(Goal) Reproduce every record below exactly as written, leaving out any pictures.

(Records for processing)
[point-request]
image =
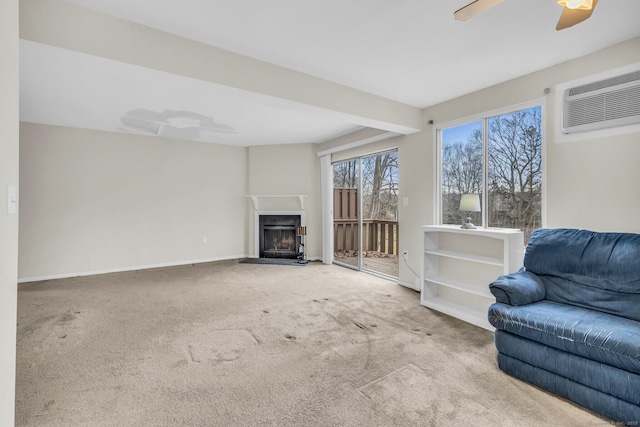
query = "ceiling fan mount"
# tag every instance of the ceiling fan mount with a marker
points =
(573, 12)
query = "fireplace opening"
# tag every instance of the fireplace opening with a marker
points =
(278, 236)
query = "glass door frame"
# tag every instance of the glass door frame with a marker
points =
(360, 188)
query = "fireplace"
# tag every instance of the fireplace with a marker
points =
(278, 236)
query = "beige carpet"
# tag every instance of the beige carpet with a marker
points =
(230, 344)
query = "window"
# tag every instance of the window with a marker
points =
(500, 159)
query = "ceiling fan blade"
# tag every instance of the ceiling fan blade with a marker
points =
(571, 17)
(474, 8)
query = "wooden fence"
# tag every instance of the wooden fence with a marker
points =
(377, 235)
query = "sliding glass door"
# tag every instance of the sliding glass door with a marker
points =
(366, 213)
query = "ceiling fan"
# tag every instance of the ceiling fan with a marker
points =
(574, 12)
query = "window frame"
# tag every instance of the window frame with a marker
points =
(484, 117)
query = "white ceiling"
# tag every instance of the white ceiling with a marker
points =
(411, 51)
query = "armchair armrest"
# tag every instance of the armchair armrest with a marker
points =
(519, 288)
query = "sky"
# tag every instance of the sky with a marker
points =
(460, 133)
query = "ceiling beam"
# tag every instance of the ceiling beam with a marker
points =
(64, 25)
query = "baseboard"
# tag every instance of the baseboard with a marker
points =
(121, 269)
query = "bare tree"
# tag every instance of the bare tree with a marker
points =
(515, 170)
(514, 150)
(461, 174)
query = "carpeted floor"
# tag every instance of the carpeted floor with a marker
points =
(231, 344)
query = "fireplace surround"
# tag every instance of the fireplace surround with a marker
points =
(277, 235)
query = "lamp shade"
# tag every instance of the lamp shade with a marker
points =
(470, 203)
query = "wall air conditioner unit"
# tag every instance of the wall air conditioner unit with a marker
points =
(607, 103)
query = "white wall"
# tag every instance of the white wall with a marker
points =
(9, 117)
(591, 183)
(100, 201)
(287, 170)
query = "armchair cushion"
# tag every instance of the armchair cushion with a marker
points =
(519, 288)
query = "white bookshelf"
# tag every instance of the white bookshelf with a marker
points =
(459, 265)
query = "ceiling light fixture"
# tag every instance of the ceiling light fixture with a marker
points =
(577, 4)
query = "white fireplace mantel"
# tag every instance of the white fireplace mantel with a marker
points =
(256, 198)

(Answer to this task)
[point-request]
image =
query = "ceiling fan mount"
# tag every instance of the ceiling fan mount with a marker
points =
(573, 12)
query = "fireplace opening"
# tag every instance of the fireplace opening with a marker
points =
(278, 236)
query = "glass door frame"
# tag every instance of the glass door frame with a marker
points =
(360, 188)
query = "fireplace"
# tag every instance of the fireplace with a marker
points =
(278, 236)
query = "beige carpet"
# tag every instance of the beige carpet with a marker
points =
(230, 344)
query = "window"
# tag every instance of the window with a marker
points =
(500, 159)
query = "ceiling fan blade"
# tag every instance of the ceiling fan blade with a marker
points =
(571, 17)
(474, 8)
query = "wooden fence"
# tag every instance of the wooden fence with a marker
points =
(377, 235)
query = "sliding glass door"
# tag every instance of the sliding glass door with a marker
points =
(366, 213)
query = "ceiling fan"
# tag every instance of the ceiling fan with a marker
points =
(574, 12)
query = "window frame"
# tag every instance of the window frame with a marker
points =
(484, 117)
query = "white ceiling"
# tag every instance of the white ceiling with a marker
points =
(411, 51)
query = "armchair armrest"
# tag every instance of the armchair armrest with a marker
points =
(519, 288)
query = "sky"
# tag every instance of the sky with a marker
points =
(460, 133)
query = "ceiling beam"
# tag every instance of the ceiling beam with a marker
points =
(64, 25)
query = "baseboard"
# tag every instance of the baseboard with a marker
points =
(121, 269)
query = "bare tree"
# tag every instance of the bare tree with a marker
points =
(515, 170)
(514, 150)
(461, 174)
query = "carpeted floor"
# tag every instance of the carpeted floor with a marker
points =
(231, 344)
query = "fireplace surround"
# tag every instance of the fireplace surround with a marker
points =
(277, 235)
query = "lamp shade"
# tag every instance of the lamp shade with a marker
points =
(470, 203)
query = "wall air conditioner unit"
# tag every instance of the wall air conditioner unit with a marker
points =
(607, 103)
query = "white wall"
# tag every instance of the white wall with a marker
points =
(9, 117)
(591, 183)
(100, 201)
(287, 170)
query = "armchair cushion"
# tag every instance of the armchair cushion with a marker
points =
(519, 288)
query = "white bookshelf"
# tag every instance of the white bookshelf with a marker
points =
(459, 265)
query = "ceiling light fixture"
# tag every instance of the ceiling light fixture with a marker
points =
(577, 4)
query = "white fireplace mantel"
# tag every instance of the white fireplace mantel with a marker
points =
(256, 198)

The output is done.